** SOURCE MATERIAL follows **
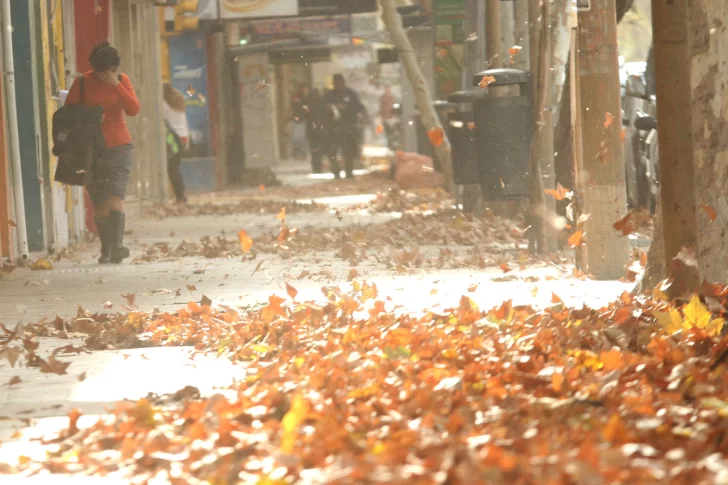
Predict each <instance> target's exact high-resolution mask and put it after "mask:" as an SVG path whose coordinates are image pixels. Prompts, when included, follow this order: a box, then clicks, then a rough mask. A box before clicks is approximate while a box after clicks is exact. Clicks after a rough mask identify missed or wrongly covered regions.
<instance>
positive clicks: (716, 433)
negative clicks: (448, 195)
mask: <svg viewBox="0 0 728 485" xmlns="http://www.w3.org/2000/svg"><path fill="white" fill-rule="evenodd" d="M355 290H356V291H354V292H350V293H342V292H341V291H339V290H338V289H336V288H323V289H322V291H323V292H324V295H325V300H324V301H323V302H319V303H316V302H297V301H296V296H297V292H296V290H295V289H294V288H292V287H290V286H289V287H288V295H289V297H290V298H291V299H292V300H293V302H292V303H286V302H285V301H284V299H282V298H279V297H276V296H272V297H271V298H270V299H269V302H268V305H266V306H265V307H263V308H261V309H260V310H258V311H254V312H249V313H246V314H239V313H238V312H236V311H234V310H232V309H229V308H226V309H225V308H223V309H219V308H218V309H216V308H212V307H210V306H209V305H203V306H201V305H198V304H190V305H189V307H188V308H187V309H185V310H181V311H179V312H177V313H174V314H139V313H133V314H130V315H129V319H130V322H129V325H132V326H133V327H134V328H136V329H137V331H138V332H139V338H140V339H142V340H147V341H150V342H153V343H154V344H157V345H181V344H192V345H194V346H195V347H196V348H197V350H198V351H200V352H213V353H215V354H219V355H224V356H226V357H228V358H230V359H232V360H234V361H236V362H239V363H240V364H241V365H244V366H245V367H246V369H247V376H248V377H247V378H246V379H245V380H244V381H241V382H237V383H235V384H234V385H233V386H232V387H231V388H230V389H228V390H226V391H223V392H220V393H219V394H216V395H214V396H211V397H200V396H199V395H198V393H197V392H196V390H195V389H194V388H192V389H187V388H186V389H184V390H181V391H180V393H178V395H177V396H175V397H176V398H177V399H181V400H183V401H184V402H183V403H182V404H181V405H172V404H171V403H170V401H169V400H166V401H158V400H156V399H152V398H149V399H142V400H139V401H136V402H120V403H118V404H117V406H116V407H115V408H114V409H113V410H111V413H110V415H109V416H107V417H104V418H101V419H100V420H99V421H98V422H96V424H93V425H91V426H90V427H88V428H86V429H79V426H78V425H77V424H78V418H79V415H80V412H79V411H74V412H72V413H71V414H70V415H69V426H68V428H67V429H66V430H65V431H63V432H61V433H60V434H59V435H58V436H48V437H46V438H45V439H44V441H43V443H44V444H45V445H47V448H46V456H47V458H46V459H45V460H43V461H34V460H33V459H31V458H29V457H23V458H22V459H21V460H19V463H17V464H13V465H0V471H2V472H4V473H23V474H26V475H33V474H37V473H41V472H46V471H50V472H52V473H74V474H84V475H105V476H116V477H127V478H128V477H134V478H135V480H138V482H137V483H144V481H145V480H151V479H153V478H155V479H158V480H164V481H170V482H171V483H180V484H181V483H266V484H284V483H311V484H314V483H317V484H318V483H401V484H409V483H449V484H475V483H492V484H512V483H519V484H554V485H555V484H572V483H584V484H592V483H594V484H597V483H617V482H619V483H668V482H669V483H685V484H692V483H723V482H724V481H725V480H726V477H728V460H727V459H726V456H725V453H726V449H728V448H727V443H726V440H727V439H728V438H727V436H728V434H727V432H728V429H727V427H728V420H726V417H727V416H728V386H727V385H726V384H727V382H726V380H727V379H728V373H727V372H726V369H725V365H726V361H725V359H726V355H728V338H727V337H724V336H723V327H724V318H725V317H726V308H727V307H726V295H728V291H726V289H724V288H719V287H706V289H705V294H704V295H703V296H697V295H695V296H692V297H691V298H690V299H688V300H686V301H668V300H667V298H666V296H665V295H664V294H662V292H661V291H660V290H657V291H656V292H655V294H654V295H653V296H652V297H650V298H647V297H640V298H635V297H632V296H630V295H628V294H625V295H623V296H622V298H621V299H620V300H619V301H617V302H615V303H613V304H611V305H609V306H608V307H605V308H602V309H599V310H594V309H589V308H583V309H569V308H565V307H564V305H563V304H562V303H561V302H560V301H559V299H558V298H557V297H556V296H554V301H555V303H554V305H553V307H551V308H549V309H546V310H542V311H537V310H535V309H533V308H530V307H514V306H512V304H511V303H510V302H505V303H503V305H501V306H500V307H498V308H494V309H492V310H489V311H482V310H480V309H478V308H477V307H476V306H475V304H474V303H473V302H472V301H471V300H470V299H468V298H467V297H463V298H462V300H461V301H460V303H459V305H458V306H457V307H456V308H453V309H451V310H449V311H446V312H443V313H441V314H439V313H429V314H426V315H424V316H414V315H409V314H406V313H405V314H403V313H398V314H394V313H392V309H391V308H389V306H391V305H390V304H387V303H386V302H385V301H384V300H383V299H380V298H379V295H378V294H377V290H376V287H375V286H373V285H367V284H361V285H358V286H357V285H355Z"/></svg>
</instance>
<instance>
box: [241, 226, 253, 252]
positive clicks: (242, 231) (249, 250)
mask: <svg viewBox="0 0 728 485" xmlns="http://www.w3.org/2000/svg"><path fill="white" fill-rule="evenodd" d="M238 239H239V240H240V249H242V250H243V252H244V253H249V252H250V249H251V248H252V247H253V240H252V239H251V238H250V237H249V236H248V233H247V232H245V231H243V230H240V231H239V232H238Z"/></svg>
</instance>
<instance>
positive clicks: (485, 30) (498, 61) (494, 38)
mask: <svg viewBox="0 0 728 485" xmlns="http://www.w3.org/2000/svg"><path fill="white" fill-rule="evenodd" d="M500 4H501V1H500V0H486V4H485V9H486V10H485V22H486V28H485V36H486V37H485V49H486V51H485V52H486V56H487V57H488V69H497V68H500V67H503V42H502V40H501V12H500V8H501V5H500Z"/></svg>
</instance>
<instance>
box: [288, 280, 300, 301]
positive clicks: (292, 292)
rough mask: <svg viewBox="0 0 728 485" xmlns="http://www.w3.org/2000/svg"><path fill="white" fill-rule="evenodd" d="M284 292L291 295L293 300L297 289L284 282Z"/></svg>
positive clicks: (289, 294)
mask: <svg viewBox="0 0 728 485" xmlns="http://www.w3.org/2000/svg"><path fill="white" fill-rule="evenodd" d="M286 293H288V296H290V297H291V300H295V299H296V296H297V295H298V290H297V289H295V288H294V287H292V286H291V285H289V284H288V283H286Z"/></svg>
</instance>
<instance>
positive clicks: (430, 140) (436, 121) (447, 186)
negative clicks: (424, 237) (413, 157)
mask: <svg viewBox="0 0 728 485" xmlns="http://www.w3.org/2000/svg"><path fill="white" fill-rule="evenodd" d="M380 4H381V6H382V10H381V15H382V21H383V22H384V25H385V27H386V29H387V31H388V32H389V34H390V36H391V38H392V43H393V44H394V46H395V47H396V48H397V51H398V52H399V56H400V61H401V62H402V65H403V66H404V68H405V71H406V72H407V78H408V79H409V82H410V84H411V85H412V89H413V91H414V95H415V100H416V101H417V109H419V111H420V113H421V115H422V124H423V125H424V126H425V129H427V131H428V136H429V135H430V134H432V138H431V140H430V141H431V143H433V145H434V146H433V148H434V150H435V156H436V157H437V159H438V160H439V161H440V165H441V166H442V173H443V175H444V176H445V188H446V189H447V190H448V192H450V193H451V194H454V193H455V190H456V187H455V181H454V180H453V173H452V153H451V147H450V140H448V138H447V133H445V130H444V129H443V127H442V123H441V122H440V118H439V116H438V115H437V112H436V111H435V108H434V107H433V106H432V96H431V95H430V92H429V89H428V88H427V83H426V82H425V75H424V74H423V73H422V69H420V65H419V62H418V60H417V56H416V55H415V51H414V48H413V47H412V43H411V42H410V40H409V37H407V33H406V32H405V31H404V27H402V17H401V16H400V15H399V12H397V6H396V5H395V3H394V0H381V2H380ZM433 139H434V140H436V141H437V143H434V142H433Z"/></svg>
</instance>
** End of SOURCE MATERIAL **
YOUR INSTRUCTIONS:
Write out the data again, starting at its beginning and ending with the line that contains "negative clicks: (448, 195)", both included. Leave the picture out.

EXERCISE RESULT:
Predict each <instance> target's exact high-resolution mask and put it after "mask:" as an SVG path whose coordinates are image pixels. Prompts, when included, follow this order: a box, then clicks, then a rough mask. A box before clicks is approximate while a box after clicks is exact. Clicks after a rough mask identify missed or wrongly covered regions.
<instance>
positive clicks: (716, 433)
negative clicks: (448, 195)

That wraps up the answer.